### [WRITTEN REQUEST 1]
In the LSTM time series tutorial, to whom and on what date was the accompanying presentation given?
### [WRITTEN REQUEST 2]
Continue the LSTM time series tutorial from its last line.

### [EXCERPT PROVIDED]
▽
Time Series Analysis: KERAS LSTM Deep Learning - Part 1
Written by Matt Dancho
Time series prediction (forecasting) has experienced dramatic improvements in predictive accuracy as a result of the data science machine learning and deep learning evolution. As these ML/DL tools have evolved, businesses and financial institutions are now able to forecast better by applying these new technologies to solve old problems. In this article, we showcase the use of a special type of Deep Learning model called an LSTM (Long Short-Term Memory), which is useful for problems involving sequences with autocorrelation. We analyze a famous historical data set called “sunspots” (a sunspot is a solar phenomenon wherein a dark spot forms on the surface of the sun). We’ll show you how you can use an LSTM model to predict sunspots ten years into the future with an LSTM model.
Articles In This Series
Tutorial Overview
This code tutorial goes along with a presentation on Time Series Deep Learning given to SP Global on Thursday, April 19, 2018. The slide deck that complements this article is available for download.
This is an advanced tutorial implementing deep learning for time series and several other complex machine learning topics such as backtesting cross validation. For those seeking an introduction to Keras in R, please check out Customer Analytics: Using Deep Learning With Keras To Predict Customer Churn.
In this tutorial, you will learn how to:
- Develop a Stateful LSTM Model with the
keras
package, which connects to the R TensorFlow backend.
△
### [ENTRIES SUPPLIED]
▽
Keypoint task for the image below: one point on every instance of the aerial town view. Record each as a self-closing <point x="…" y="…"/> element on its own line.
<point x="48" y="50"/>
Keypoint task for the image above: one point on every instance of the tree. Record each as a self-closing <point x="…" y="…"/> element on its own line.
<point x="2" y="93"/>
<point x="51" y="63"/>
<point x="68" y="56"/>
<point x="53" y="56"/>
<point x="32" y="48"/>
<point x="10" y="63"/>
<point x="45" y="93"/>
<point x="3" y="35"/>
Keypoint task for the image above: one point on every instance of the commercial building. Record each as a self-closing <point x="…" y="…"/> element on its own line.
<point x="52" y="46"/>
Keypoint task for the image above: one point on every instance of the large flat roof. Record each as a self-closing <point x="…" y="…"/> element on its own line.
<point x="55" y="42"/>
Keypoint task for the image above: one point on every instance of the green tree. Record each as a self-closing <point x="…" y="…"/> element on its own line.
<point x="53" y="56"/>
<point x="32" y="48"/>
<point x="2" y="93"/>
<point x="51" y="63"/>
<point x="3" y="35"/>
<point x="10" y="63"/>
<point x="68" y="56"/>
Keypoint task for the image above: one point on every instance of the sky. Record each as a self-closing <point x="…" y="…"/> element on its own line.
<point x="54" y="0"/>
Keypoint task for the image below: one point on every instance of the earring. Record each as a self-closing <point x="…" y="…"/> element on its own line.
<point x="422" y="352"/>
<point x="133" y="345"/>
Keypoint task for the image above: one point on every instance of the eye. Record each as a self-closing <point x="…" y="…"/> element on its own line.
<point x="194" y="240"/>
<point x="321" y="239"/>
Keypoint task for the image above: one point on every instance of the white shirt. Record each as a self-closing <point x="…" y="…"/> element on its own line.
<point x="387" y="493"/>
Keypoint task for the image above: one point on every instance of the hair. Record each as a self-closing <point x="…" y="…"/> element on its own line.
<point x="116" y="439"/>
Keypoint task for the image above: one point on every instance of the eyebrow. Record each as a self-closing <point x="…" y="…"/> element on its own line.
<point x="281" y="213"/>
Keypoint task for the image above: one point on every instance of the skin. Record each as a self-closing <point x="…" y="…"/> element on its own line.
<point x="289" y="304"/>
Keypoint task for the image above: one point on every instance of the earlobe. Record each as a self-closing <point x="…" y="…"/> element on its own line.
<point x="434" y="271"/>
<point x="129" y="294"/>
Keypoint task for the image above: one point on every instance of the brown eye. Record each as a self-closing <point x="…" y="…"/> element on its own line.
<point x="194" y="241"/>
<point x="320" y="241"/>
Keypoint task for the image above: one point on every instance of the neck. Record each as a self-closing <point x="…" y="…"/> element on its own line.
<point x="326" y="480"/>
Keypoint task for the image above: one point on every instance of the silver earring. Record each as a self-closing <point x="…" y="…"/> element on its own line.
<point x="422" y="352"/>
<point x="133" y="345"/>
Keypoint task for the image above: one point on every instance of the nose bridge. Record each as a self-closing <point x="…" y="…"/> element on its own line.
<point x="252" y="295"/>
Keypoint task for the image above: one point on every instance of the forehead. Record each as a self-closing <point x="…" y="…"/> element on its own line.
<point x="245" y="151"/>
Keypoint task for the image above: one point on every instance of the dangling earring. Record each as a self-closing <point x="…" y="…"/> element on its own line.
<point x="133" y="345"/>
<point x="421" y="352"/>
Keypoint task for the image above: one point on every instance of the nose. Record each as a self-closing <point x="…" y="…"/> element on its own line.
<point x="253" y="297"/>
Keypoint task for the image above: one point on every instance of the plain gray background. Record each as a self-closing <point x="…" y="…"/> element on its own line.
△
### [FINAL RESULT 1]
It was given to SP Global on Thursday, April 19, 2018.

### [FINAL RESULT 2]
- Apply a Keras Stateful LSTM Model to a famous time series, Sunspots.
- Perform Time Series Cross Validation using Backtesting with the
rsample
package rolling forecast origin resampling.
- Visualize Backtest Sampling Plans and Prediction Results with
ggplot2
and cowplot
.
- Evaluate whether or not a time series may be a good candidate for an LSTM model by reviewing the Autocorrelation Function (ACF) plot.
The end result is a high performance deep learning algorithm that does an excellent job at predicting ten years of sunspots! Here’s the plot of the Backtested Keras Stateful LSTM Model.
Applications in Business
Time series prediction (forecasting) has a dramatic effect on the top and bottom line. In business, we could be interested in predicting which day of the month, quarter, or year that large expenditures are going to occur or we could be interested in understanding how the consumer price index (CPI) will change over the course of the next six months. These are common questions that impact organizations both on a microeconomic and macroeconomic level. While the data set used in this tutorial is not a “business” data set, it shows the power of the tool-problem fit, meaning that using the right tool for the job can offer tremendous improvements in accuracy. The net result is increased prediction accuracy ultimately leads to quantifiable improvements to the top and bottom line.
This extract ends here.